Reading passage -
-- Opening Marker --

In a single week, Moscow transformed World Atomic Week (WAW 2025) - a nuclear-industry showcase - into a diplomatic sprint across Africa’s energy map. The Kremlin positioned WAW 2025 as a platform to promote new nuclear financing models, linking technological offers to state diplomacy. Peaceful nuclear technologies are “the basis for international cooperation and bringing states closer together,” in President Vladimir Putin’s words. Here is a snapshot of what actually happened (an energy investor’s perspective).

Ethiopia: Rosatom and Ethiopian Electric Power signed an action plan in Moscow (Sept 25, 2025) to develop a roadmap, feasibility path, and an intergovernmental agreement (IGA), alongside workforce training. This is pre-FEED / pre-IGA; no reactor model, site, cost, or financing terms disclosed yet.

Niger: At the same forum, Niger’s mining minister stated intent to build two 2,000-MW reactors with Rosatom and to co-develop uranium reserves. This is a policy signal, not a binding contract; technical, regulatory, and financing specifics are undeclared.

Sudan: No nuclear project announcement. Moscow meetings focused on economic/trade cooperation, transport infrastructure, and broader political dialogue; any nuclear track would be post-conflict and contingent on governance and security improvements.

-- Closing Marker --

Listed entries -
-- Opening Marker --

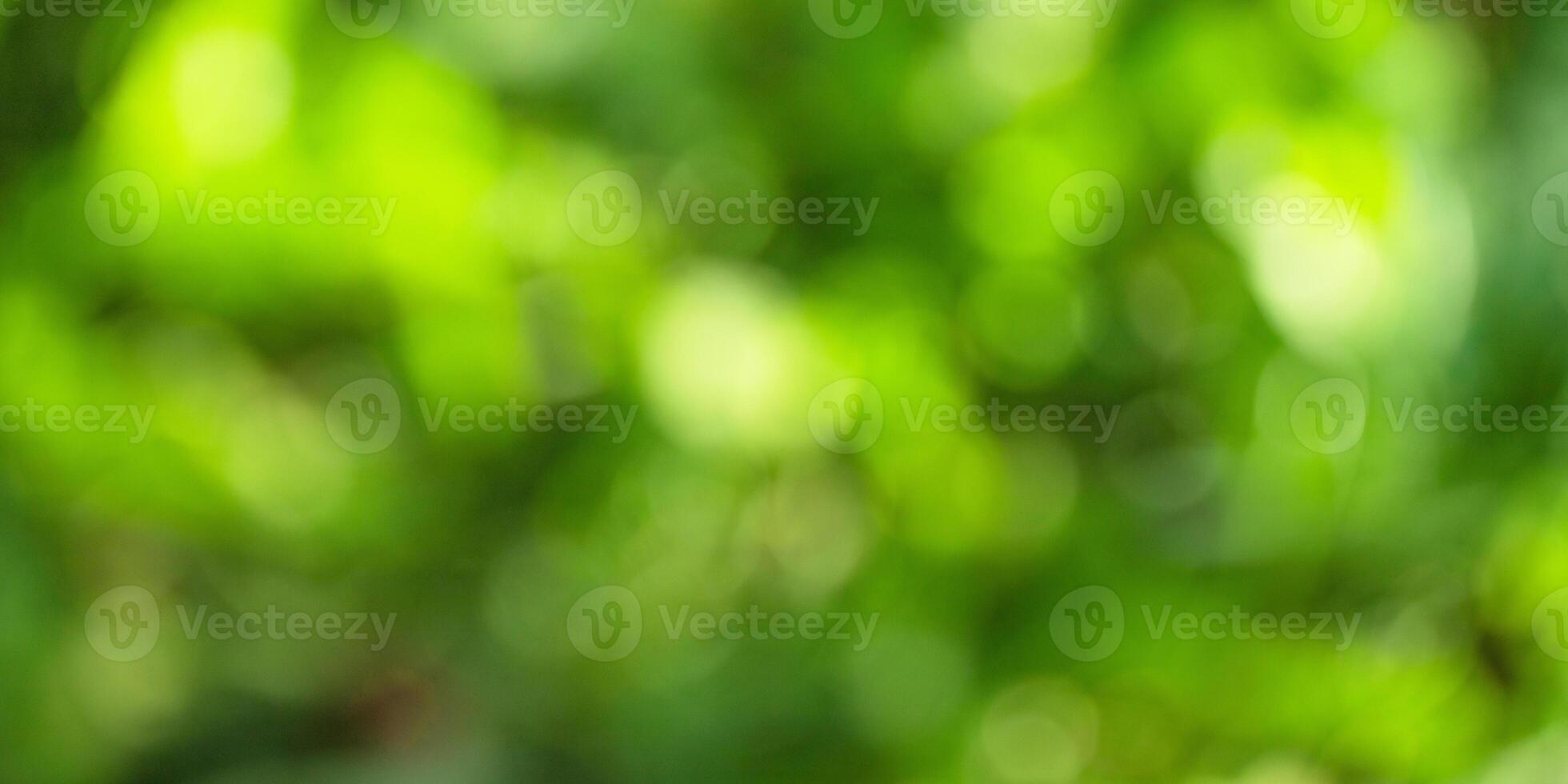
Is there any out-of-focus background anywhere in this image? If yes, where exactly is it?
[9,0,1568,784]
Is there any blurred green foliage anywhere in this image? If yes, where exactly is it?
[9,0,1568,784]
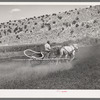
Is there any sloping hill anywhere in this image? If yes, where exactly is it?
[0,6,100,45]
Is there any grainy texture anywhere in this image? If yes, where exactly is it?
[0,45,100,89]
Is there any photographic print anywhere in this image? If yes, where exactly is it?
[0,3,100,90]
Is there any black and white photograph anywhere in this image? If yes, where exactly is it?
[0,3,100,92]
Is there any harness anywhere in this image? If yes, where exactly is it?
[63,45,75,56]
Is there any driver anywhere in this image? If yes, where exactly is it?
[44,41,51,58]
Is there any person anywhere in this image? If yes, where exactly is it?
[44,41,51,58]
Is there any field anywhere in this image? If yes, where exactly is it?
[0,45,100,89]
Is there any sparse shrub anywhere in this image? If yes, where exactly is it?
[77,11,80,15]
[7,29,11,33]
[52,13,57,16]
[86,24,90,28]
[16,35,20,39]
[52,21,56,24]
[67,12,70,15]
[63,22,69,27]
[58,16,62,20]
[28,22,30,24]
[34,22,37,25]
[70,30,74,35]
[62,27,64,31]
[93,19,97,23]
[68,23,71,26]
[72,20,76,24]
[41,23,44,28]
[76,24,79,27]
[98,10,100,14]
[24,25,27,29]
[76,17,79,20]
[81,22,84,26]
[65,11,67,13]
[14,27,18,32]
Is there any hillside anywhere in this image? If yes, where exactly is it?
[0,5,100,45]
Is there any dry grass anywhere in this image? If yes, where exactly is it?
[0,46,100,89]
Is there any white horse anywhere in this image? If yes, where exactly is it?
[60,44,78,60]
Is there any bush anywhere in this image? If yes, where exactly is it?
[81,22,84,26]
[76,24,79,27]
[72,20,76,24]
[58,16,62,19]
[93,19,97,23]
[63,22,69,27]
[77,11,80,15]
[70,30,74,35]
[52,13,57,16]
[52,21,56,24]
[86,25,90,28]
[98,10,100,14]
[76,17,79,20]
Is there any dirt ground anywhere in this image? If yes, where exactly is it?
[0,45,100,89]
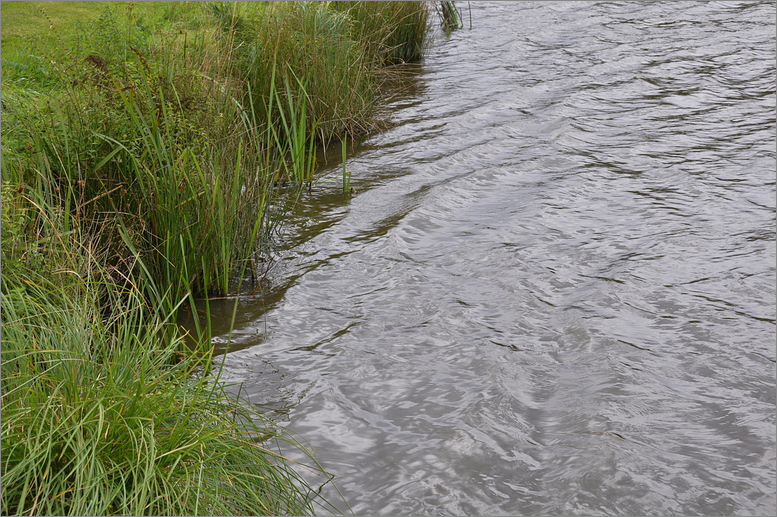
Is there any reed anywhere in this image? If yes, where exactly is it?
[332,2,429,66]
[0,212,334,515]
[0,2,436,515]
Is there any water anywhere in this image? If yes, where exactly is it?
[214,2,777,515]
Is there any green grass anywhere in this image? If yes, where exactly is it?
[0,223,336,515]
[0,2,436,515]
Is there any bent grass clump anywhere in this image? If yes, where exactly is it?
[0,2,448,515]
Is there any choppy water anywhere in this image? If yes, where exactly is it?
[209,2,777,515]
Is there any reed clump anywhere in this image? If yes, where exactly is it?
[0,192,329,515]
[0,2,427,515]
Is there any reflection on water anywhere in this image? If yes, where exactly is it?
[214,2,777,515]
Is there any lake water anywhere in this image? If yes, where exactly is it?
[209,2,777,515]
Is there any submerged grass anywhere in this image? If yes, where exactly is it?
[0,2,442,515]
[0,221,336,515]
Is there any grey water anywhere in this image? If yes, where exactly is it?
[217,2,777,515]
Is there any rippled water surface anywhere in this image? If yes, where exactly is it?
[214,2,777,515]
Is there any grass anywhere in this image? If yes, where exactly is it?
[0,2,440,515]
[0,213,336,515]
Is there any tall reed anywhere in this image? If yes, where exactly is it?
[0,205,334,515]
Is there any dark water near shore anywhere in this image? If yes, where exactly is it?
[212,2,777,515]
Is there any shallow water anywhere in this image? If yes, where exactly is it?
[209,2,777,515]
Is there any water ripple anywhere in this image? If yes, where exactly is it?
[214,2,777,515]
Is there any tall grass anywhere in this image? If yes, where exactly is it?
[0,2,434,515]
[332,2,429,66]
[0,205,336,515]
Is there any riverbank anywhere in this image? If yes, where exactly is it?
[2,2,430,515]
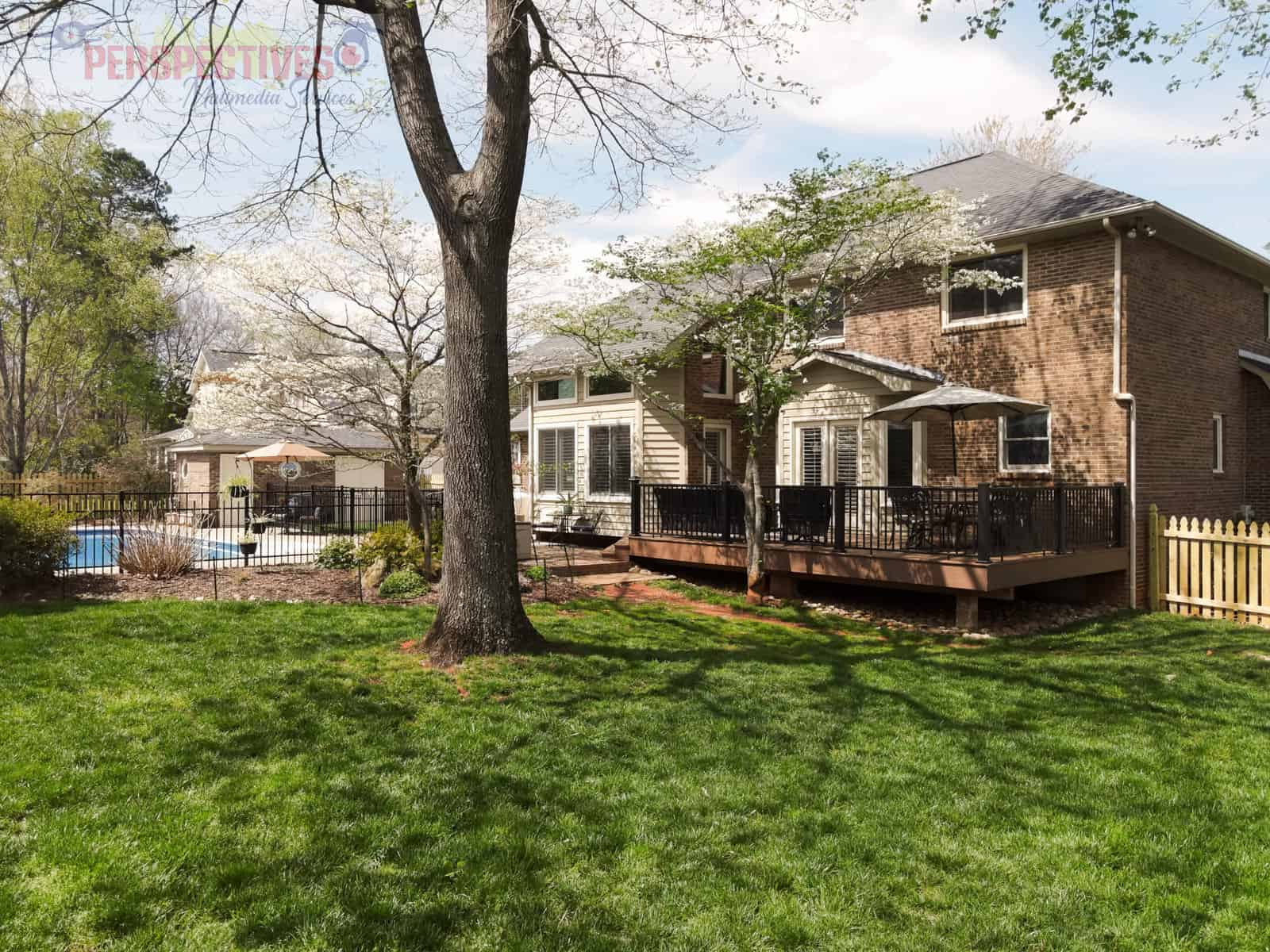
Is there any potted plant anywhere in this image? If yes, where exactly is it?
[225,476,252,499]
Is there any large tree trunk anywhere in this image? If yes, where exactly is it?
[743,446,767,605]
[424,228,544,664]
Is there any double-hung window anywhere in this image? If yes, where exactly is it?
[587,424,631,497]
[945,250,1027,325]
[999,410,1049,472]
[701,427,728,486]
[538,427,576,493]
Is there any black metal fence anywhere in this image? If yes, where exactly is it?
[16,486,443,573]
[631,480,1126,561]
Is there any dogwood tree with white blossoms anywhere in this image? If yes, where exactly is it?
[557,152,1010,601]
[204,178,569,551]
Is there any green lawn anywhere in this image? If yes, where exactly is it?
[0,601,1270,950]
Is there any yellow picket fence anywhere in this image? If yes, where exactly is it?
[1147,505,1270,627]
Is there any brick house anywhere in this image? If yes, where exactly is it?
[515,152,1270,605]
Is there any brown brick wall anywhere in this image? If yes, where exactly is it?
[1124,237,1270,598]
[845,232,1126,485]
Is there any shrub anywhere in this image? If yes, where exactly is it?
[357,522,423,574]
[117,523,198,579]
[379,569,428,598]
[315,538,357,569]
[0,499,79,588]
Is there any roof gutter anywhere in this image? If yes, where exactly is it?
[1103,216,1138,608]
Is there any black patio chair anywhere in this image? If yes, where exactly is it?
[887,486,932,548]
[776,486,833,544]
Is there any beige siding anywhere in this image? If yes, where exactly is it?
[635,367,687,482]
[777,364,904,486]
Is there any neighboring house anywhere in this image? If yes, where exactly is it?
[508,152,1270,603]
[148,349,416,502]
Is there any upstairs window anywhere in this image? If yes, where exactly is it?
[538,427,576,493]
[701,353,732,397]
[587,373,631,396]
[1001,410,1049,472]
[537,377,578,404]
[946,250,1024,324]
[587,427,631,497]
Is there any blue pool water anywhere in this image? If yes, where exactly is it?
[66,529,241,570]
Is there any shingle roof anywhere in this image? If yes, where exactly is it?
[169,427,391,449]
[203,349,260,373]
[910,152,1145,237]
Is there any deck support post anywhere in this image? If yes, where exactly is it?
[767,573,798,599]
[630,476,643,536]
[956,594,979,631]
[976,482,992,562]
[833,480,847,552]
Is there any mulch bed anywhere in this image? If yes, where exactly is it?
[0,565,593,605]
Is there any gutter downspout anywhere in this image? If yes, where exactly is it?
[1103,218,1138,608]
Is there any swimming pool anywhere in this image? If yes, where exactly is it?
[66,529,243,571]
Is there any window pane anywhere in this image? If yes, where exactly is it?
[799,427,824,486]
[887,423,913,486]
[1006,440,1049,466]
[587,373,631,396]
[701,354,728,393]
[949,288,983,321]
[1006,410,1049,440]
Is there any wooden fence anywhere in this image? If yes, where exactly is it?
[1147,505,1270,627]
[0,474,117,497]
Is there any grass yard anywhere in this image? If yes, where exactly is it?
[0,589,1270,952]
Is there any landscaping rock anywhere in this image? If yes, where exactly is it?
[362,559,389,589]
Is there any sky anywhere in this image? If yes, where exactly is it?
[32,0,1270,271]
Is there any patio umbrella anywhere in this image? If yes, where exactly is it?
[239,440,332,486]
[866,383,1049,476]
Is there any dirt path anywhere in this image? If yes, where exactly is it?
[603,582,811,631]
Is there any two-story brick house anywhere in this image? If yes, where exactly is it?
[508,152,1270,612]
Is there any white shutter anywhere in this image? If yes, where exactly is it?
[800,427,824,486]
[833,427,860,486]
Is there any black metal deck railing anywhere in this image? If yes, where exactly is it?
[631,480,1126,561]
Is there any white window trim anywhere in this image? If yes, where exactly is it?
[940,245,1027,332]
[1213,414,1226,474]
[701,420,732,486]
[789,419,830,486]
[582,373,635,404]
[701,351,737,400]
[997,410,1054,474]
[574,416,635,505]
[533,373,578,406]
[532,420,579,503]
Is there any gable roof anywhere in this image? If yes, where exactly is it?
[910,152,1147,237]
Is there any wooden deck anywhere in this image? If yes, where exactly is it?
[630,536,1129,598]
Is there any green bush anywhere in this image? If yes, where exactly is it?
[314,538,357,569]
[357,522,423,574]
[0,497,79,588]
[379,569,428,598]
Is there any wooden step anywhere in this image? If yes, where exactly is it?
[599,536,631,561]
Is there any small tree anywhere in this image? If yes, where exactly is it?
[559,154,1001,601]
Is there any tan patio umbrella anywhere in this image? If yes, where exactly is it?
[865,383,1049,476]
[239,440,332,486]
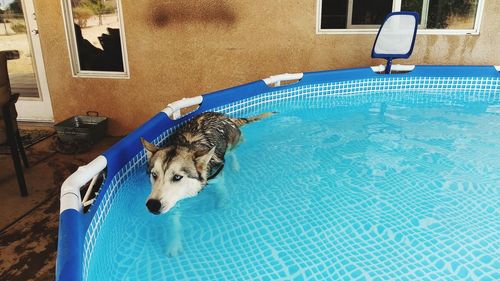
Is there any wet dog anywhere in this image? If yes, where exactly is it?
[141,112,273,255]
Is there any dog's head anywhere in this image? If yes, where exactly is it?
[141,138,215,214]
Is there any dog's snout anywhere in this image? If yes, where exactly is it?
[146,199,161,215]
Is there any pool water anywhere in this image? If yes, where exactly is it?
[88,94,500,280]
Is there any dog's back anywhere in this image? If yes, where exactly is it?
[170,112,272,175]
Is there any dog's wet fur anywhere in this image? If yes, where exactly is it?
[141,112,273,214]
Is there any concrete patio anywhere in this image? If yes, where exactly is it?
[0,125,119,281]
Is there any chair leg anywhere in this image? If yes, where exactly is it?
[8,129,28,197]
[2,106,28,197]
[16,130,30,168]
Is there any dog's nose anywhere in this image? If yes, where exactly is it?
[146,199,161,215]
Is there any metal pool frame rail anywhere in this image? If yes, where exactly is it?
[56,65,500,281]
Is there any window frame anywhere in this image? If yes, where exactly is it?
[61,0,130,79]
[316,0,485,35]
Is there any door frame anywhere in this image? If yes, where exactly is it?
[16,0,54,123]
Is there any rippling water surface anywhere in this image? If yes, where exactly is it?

-- Closing Marker --

Aim of the exercise - Please write what comes next in the text on Russia's nuclear outreach to Africa at World Atomic Week 2025, picking up after its last sentence. The records are separate material and are not part of the text on Russia's nuclear outreach in Africa.

Answer -
What is driving nuclear interests in Africa?

  1. Reliability & decarbonization: Drought-exposed hydro systems and gas price volatility leave baseload gaps; 90%+ capacity factors from nuclear are attractive for grids seeking firm supply to support industry and regional power trade. Ethiopia explicitly cited over-reliance on hydro.
  2. Industrial policy: The growth of heavy industry (cement, steel, fertilizers) and data centers requires 24/7 power, which necessitates nuclear power, transmission upgrades, and long-lived assets.
  3. Energy security & FX: Reducing diesel imports and stabilizing current accounts is a recurring policy goal, especially in Sahel and Horn markets.

Why Russia? Separate the signal from the noise

Financing (the main hook)

  • Integrated, state-backed capital: Rosatom frequently couples EPC with export credit, sovereign loans, and long-term tenors. Where acceptable, they offer fuel take-back, lowering early capital expenditure hurdles for first-time buyers. Russia publicly emphasized “new financing models” at WAW 2025, consistent with its export playbook. For governments with limited access to OECD/EU vendor packages, this is often the only turnkey route.
  • Reality check: No term sheets were released for Ethiopia or Niger. Until an intergovernmental agreement (IGA) or financing framework is disclosed, these are non-bankable signals and should be treated as strategic optionality, not near-term infrastructure plays.

Technology (perceived de-risking)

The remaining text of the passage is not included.